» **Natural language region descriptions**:

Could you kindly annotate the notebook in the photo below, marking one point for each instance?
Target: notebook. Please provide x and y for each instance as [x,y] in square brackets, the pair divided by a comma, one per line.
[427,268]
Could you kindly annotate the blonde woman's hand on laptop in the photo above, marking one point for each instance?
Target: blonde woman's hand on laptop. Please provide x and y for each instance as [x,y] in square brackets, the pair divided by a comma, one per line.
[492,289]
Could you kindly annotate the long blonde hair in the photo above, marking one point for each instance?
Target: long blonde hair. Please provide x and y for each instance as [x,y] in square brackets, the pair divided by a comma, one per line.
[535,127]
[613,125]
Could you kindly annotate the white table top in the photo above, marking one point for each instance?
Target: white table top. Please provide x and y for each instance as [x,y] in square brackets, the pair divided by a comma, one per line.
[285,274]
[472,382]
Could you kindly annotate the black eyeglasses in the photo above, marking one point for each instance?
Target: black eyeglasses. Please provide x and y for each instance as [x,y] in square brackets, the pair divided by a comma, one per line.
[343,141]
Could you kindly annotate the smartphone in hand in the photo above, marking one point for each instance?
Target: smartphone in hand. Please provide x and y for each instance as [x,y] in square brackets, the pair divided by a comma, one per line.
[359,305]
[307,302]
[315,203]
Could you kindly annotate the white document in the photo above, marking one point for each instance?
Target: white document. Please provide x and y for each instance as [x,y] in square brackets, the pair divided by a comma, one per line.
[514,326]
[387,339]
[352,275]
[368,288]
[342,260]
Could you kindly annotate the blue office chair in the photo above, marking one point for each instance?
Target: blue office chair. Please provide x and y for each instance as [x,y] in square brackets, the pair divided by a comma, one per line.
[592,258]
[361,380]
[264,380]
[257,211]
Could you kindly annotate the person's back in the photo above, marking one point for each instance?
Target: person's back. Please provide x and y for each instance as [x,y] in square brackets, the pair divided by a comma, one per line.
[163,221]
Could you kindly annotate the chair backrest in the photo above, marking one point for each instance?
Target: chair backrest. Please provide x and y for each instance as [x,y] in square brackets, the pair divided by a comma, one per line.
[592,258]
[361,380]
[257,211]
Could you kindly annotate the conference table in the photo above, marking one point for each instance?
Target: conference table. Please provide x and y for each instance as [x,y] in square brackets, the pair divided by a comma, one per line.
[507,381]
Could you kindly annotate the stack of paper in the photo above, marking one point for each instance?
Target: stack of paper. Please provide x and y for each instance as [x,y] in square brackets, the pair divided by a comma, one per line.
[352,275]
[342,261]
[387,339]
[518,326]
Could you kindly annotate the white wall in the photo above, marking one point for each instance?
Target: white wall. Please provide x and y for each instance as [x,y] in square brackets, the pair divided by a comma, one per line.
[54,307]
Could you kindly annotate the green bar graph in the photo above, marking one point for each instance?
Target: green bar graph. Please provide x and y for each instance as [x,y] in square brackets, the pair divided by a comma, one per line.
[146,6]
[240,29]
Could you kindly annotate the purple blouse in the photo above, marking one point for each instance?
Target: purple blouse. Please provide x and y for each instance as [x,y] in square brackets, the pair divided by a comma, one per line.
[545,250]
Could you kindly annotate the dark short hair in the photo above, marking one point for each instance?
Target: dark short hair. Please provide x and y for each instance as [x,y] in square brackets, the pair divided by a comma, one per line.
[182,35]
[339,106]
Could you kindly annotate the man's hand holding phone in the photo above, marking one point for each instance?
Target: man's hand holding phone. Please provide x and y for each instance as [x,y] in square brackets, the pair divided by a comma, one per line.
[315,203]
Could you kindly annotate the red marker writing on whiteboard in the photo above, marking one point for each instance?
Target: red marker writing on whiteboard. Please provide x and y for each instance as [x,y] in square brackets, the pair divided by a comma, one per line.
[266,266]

» **Task instructions**:
Write all the data out again, word for word.

» **Reply to the exercise**:
Could you kindly annotate the notebook in the photo below, marking one point for each instance?
Target: notebook. Please provide x and y for each instance as [x,y] in square brackets, the pair divided by a comma, one per line.
[427,268]
Could you kindly annotate the blonde woman's hand on laptop in the photo above, marking one point for each instance?
Target: blonde woman's hand on laptop. Please provide x and y for each instance as [x,y] in square brackets, the pair divided by a comma, one per line.
[492,289]
Could you kindly annotate the long blonde hair in the photo above, marking one point for each instance?
Target: long blonde hair. Please provide x and y for each instance as [x,y] in square brackets, the pair divided by a comma, one per line.
[535,127]
[613,125]
Could you kindly annotate the white table top in the photo above, marking one point for each instance?
Target: white table top. Please provide x and y for each instance as [x,y] in square brackets, the pair divided by a comma, one per line.
[285,274]
[472,382]
Could you kindly annotate the black eyeglasses in the photo above, marking one point for each instance?
Target: black eyeglasses. Please provide x and y for each instance as [x,y] in square brackets, the pair divided by a comma, one per line.
[343,141]
Could you kindly annotate the smartphone in hand in the photo above, marking one point for each instance?
Target: smartphone in hand. Please provide x and y for each instance as [x,y] in square brackets, the pair divided by a comma, one per line.
[359,305]
[307,302]
[315,203]
Could you kindly annotate the white document in the photo above, marking one point for each instance?
Target: white document. Please provide x and y for each instance as [x,y] in square brackets, the pair divided by a comma, one per line.
[514,326]
[387,339]
[352,275]
[368,288]
[342,260]
Could you kindly annotate the blue office chair in the photo above, marking one point for each instance?
Target: blue office chair. Please provide x and y for each instance as [x,y] in square brackets, the pair divided by a comma, one per line.
[592,258]
[361,380]
[264,380]
[257,211]
Could you kindly annotate the person's back in the photo above, marking one point for each instance?
Target: person's back. Please provide x and y for each instance as [x,y] in square brackets, the pair divided by a comma, one per line.
[163,221]
Could you kindly annotate the chair backrest in the photo above, marking one point for each instance?
Target: chair backrest. Please provide x and y for each instance as [x,y] in square brackets, the pair divided by a comma, one per line.
[592,258]
[361,380]
[257,211]
Could you kindly annotate the conference table in the photo above, marking one point for each instance?
Target: conference table. Please provide x and y for each instance as [x,y] in square brackets, the pair divided by a comma, one per line.
[507,381]
Could you kindly annotate the stack of paper in the photo above, marking one point for each instance?
Target: stack of paper. Please provide x and y for each instance as [x,y] in square brackets, the pair divided by a comma, one per line.
[352,275]
[342,261]
[387,339]
[518,326]
Could you kindly annotate the white wall in the photo above, marking one point for each instance?
Target: white wall. Please provide x and y for each instance as [x,y] in square brackets, the pair divided by a comma, one per line.
[54,307]
Could you kindly annotate the green bar graph in the photo above, marking one point for each instance?
Target: green bar graph. Please provide x and y for each instance as [x,y] in square brackets, the pair divided by a comma, one per line.
[146,6]
[240,29]
Could you kindly annotate the purple blouse in the photo above, marking one point for each instance?
Target: purple blouse. Please provide x and y for each instance as [x,y] in square brackets, the pair divided by a comma, one per line.
[545,250]
Could you kindly annotate the dark short hair in the photo above, marking one point for each instance?
Target: dark short hair. Please provide x and y for each instance as [x,y] in square brackets, the pair divided by a comma, one per line.
[182,35]
[339,106]
Could you kindly annotate the man's hand holding phone in the photo above, marking one point for each instance?
Target: man's hand holding phone. Please provide x and y for each instance as [x,y] in square brackets, the pair divided by a comma, one per line.
[315,203]
Could you kindly annotate the red marker writing on whiteboard in the photo above, marking one point for each instance?
Target: red marker writing on whiteboard. Please provide x and y for each instance as [x,y] in square brackets, the pair divided by a comma, one per line.
[266,266]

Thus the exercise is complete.